### Text shown
··········
The POA: The Professional Trades Union for Prison, Correctional and Secure Psychiatric Workers (formerly the Prison Officers' Association) is a trade union in the United Kingdom. It currently has a membership of 33,500.

Background[edit]

The roots of the POA can be traced back to the launch in 1910 of the underground magazine, 'Prison Officers' Magazine', under the editorship of Fred Ludlow,[1] the magazine was otherwise known as the 'Red-Un' after the colour of its cover.[2] After the editorship was taken over by E.R. Ramsey (Hubert Witchard) in 1915 and a more radical tone was adopted, this led in 1916 to the formation of the Prison Officers' Federation, which affiliated to the Labour Party in the same year.[3][4] By July 1915, around 500 out of a total of 4000 staff had joined the union, but many became disillusioned and left after the POF failed to win a petition for a war time bonus for prison officers.[5] Subsequently, the POF amalgamated in 1918 with its rival union the National Union of Police and Prison Officers (NUPPO) which had been formed in 1913.
··········
### Provided material
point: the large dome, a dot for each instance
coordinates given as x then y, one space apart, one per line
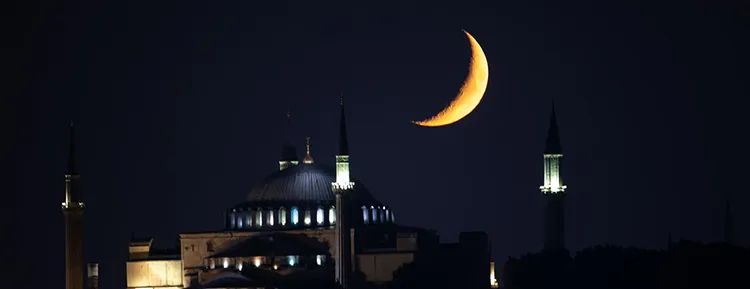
302 196
305 183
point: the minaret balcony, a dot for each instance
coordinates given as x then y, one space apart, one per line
72 205
343 186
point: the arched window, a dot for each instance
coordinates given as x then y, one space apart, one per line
307 217
282 216
319 215
295 216
258 217
332 215
240 221
270 217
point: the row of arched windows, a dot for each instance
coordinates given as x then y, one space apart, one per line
376 215
282 217
260 218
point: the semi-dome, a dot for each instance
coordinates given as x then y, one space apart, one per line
302 196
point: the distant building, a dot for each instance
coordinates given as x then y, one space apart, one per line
301 224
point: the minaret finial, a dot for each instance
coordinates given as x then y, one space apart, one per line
288 151
308 158
71 151
343 141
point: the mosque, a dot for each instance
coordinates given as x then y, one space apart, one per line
307 224
303 223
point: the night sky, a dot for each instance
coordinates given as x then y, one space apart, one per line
180 107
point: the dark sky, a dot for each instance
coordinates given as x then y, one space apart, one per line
180 108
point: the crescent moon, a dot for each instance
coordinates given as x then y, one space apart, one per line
471 92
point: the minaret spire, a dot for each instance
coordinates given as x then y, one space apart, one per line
343 187
553 189
343 140
288 151
72 209
728 221
308 158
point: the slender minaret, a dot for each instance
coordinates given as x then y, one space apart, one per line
308 158
553 189
343 188
288 151
73 211
728 221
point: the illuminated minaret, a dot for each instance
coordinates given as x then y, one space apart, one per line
288 151
73 212
343 188
553 189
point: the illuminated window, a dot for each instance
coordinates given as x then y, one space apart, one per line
319 216
270 217
332 215
258 218
282 216
307 217
295 216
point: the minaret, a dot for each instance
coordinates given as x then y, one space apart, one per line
728 221
308 158
288 151
73 212
553 189
343 188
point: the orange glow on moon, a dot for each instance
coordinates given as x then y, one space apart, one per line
471 92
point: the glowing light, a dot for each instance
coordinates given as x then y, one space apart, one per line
470 94
332 215
319 216
307 217
295 216
282 216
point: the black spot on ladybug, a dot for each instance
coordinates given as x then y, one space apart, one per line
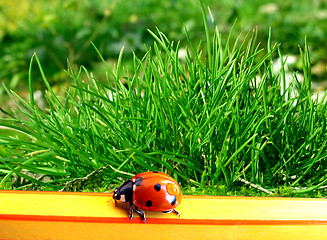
157 187
173 201
138 181
148 203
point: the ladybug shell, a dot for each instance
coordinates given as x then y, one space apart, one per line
156 191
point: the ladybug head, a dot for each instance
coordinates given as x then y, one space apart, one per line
124 193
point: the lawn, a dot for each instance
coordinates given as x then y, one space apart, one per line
202 101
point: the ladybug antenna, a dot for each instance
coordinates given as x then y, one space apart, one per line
110 190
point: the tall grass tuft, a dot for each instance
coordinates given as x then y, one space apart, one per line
215 116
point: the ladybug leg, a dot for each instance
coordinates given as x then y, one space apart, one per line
176 212
172 210
139 211
131 216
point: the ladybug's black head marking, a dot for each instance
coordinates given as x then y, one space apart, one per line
138 181
124 193
174 201
148 203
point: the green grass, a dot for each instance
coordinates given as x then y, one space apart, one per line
206 120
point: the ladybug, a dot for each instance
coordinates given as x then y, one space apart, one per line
150 191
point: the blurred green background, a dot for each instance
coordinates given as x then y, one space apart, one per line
63 29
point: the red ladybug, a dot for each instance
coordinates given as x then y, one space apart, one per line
151 191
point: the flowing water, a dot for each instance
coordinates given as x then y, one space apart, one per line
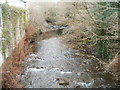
54 65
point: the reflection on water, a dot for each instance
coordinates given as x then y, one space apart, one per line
56 66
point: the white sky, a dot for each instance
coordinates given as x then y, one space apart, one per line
17 3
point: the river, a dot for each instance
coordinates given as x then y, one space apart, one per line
54 65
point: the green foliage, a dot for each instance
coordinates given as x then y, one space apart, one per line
10 16
104 20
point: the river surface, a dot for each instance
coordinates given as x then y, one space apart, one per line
54 65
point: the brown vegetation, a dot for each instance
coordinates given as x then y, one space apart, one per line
13 65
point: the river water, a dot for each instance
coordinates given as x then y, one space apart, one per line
54 65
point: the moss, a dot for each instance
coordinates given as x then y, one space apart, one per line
11 15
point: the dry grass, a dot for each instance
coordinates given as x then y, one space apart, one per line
13 65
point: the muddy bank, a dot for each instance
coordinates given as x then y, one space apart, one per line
13 65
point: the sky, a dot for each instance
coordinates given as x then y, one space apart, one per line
17 3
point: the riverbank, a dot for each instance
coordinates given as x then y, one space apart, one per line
13 65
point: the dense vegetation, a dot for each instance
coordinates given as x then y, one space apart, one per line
14 23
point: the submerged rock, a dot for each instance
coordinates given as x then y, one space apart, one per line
63 81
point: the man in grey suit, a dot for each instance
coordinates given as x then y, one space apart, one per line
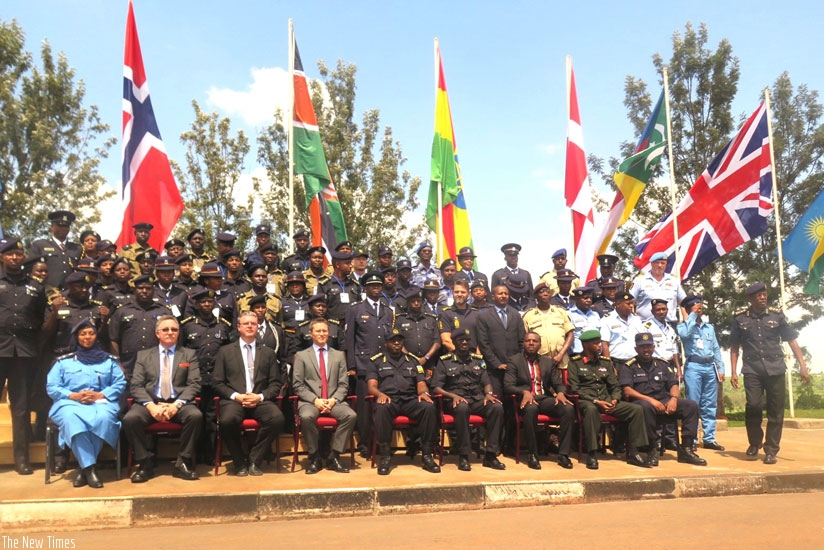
321 381
247 377
164 385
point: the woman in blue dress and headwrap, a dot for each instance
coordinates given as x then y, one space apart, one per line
85 387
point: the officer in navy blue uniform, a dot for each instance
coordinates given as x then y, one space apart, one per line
397 382
364 332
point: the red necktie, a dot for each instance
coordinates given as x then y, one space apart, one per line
324 385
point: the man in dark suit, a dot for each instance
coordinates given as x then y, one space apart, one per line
164 385
321 382
247 378
530 376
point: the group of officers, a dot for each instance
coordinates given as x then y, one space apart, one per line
402 339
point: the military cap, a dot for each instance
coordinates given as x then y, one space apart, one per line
582 291
142 280
460 333
165 263
589 335
174 242
211 269
690 300
7 245
195 231
341 256
624 297
755 288
202 294
372 278
295 277
62 217
511 248
77 277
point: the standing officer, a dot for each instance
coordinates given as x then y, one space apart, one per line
60 254
462 379
22 306
759 329
703 366
397 382
592 377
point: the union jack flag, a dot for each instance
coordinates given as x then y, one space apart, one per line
725 208
149 193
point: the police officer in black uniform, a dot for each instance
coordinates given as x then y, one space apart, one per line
462 379
22 306
759 329
397 382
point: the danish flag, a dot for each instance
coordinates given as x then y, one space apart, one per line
725 208
149 192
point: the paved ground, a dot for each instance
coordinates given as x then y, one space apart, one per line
782 521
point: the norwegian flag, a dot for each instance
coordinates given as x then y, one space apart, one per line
725 208
150 193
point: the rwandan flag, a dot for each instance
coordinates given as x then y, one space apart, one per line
328 227
446 173
804 246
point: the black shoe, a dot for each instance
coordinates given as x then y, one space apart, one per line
686 455
143 474
491 461
91 476
182 470
336 465
592 461
564 462
634 459
428 463
80 480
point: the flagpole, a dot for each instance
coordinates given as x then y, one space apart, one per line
439 215
290 122
776 202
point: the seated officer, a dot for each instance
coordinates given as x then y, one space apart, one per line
396 379
649 382
462 379
592 377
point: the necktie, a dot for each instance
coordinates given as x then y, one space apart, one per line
324 384
250 369
166 377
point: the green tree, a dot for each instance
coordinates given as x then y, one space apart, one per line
214 163
365 162
50 143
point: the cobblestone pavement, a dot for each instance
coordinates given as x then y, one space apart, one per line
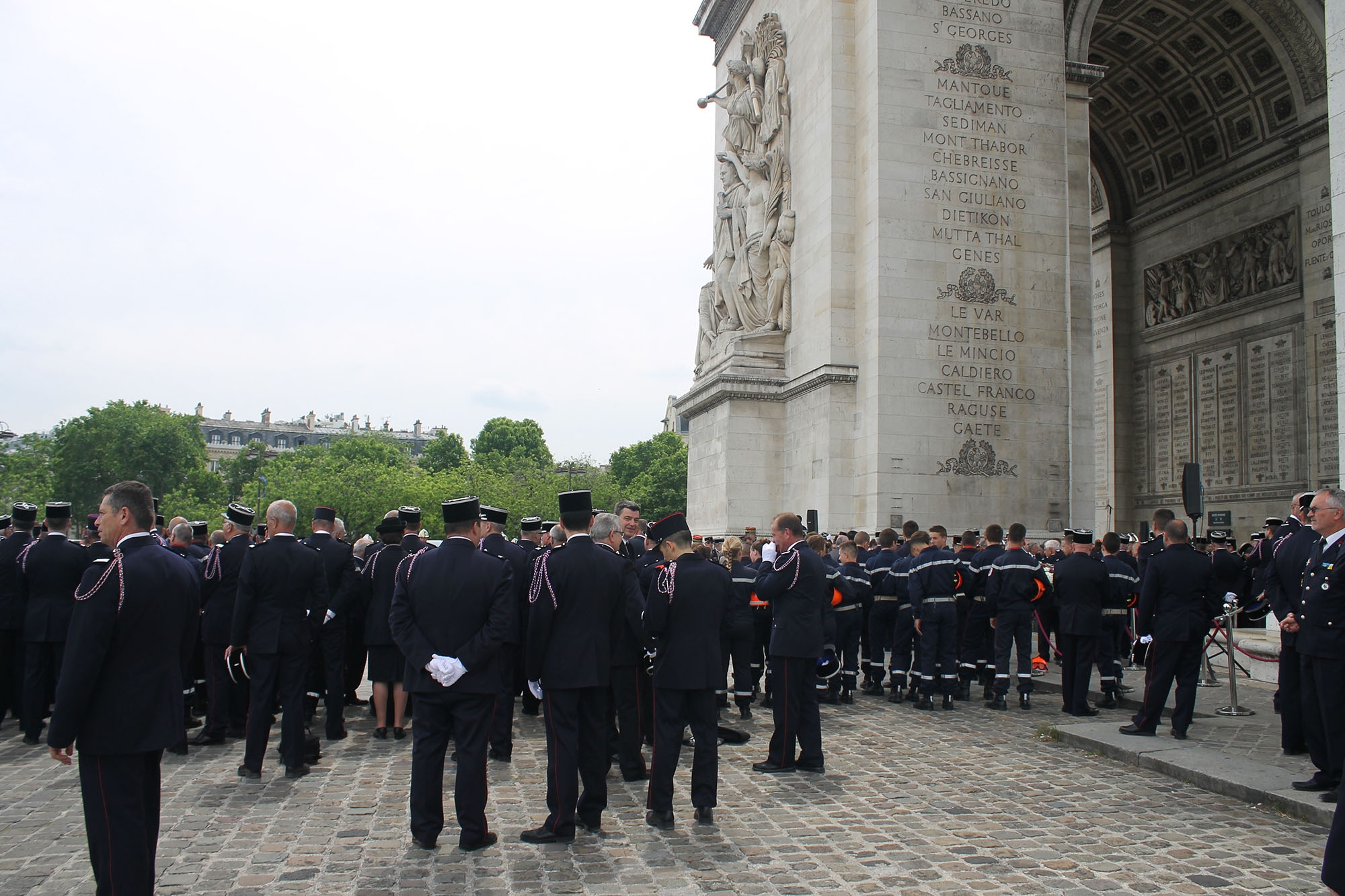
969 801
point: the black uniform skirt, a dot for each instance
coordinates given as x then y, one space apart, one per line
387 663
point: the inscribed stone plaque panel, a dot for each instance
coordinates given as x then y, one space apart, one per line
972 123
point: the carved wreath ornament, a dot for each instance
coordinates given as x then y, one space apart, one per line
974 63
977 286
977 459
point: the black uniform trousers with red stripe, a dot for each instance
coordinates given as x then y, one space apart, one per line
576 751
466 720
675 709
796 709
122 819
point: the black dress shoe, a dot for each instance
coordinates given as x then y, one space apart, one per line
489 840
543 836
1312 784
661 819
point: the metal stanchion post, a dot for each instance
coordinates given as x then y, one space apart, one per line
1233 708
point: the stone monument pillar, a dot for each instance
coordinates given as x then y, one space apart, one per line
892 327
··········
### Set of tasks
• a. Answer these questions using the POA text:
(i) What is the union's current membership?
(ii) What was the 'Prison Officers' Magazine' otherwise known as, and why?
(iii) With which rival union did the Prison Officers' Federation amalgamate in 1918?
• b. List every distinct year mentioned in the POA text, in ascending order.

### Answers to the exercises
• a.
(i) 33,500
(ii) The 'Red-Un', after the colour of its cover.
(iii) The National Union of Police and Prison Officers (NUPPO).

• b. 1910, 1913, 1915, 1916, 1918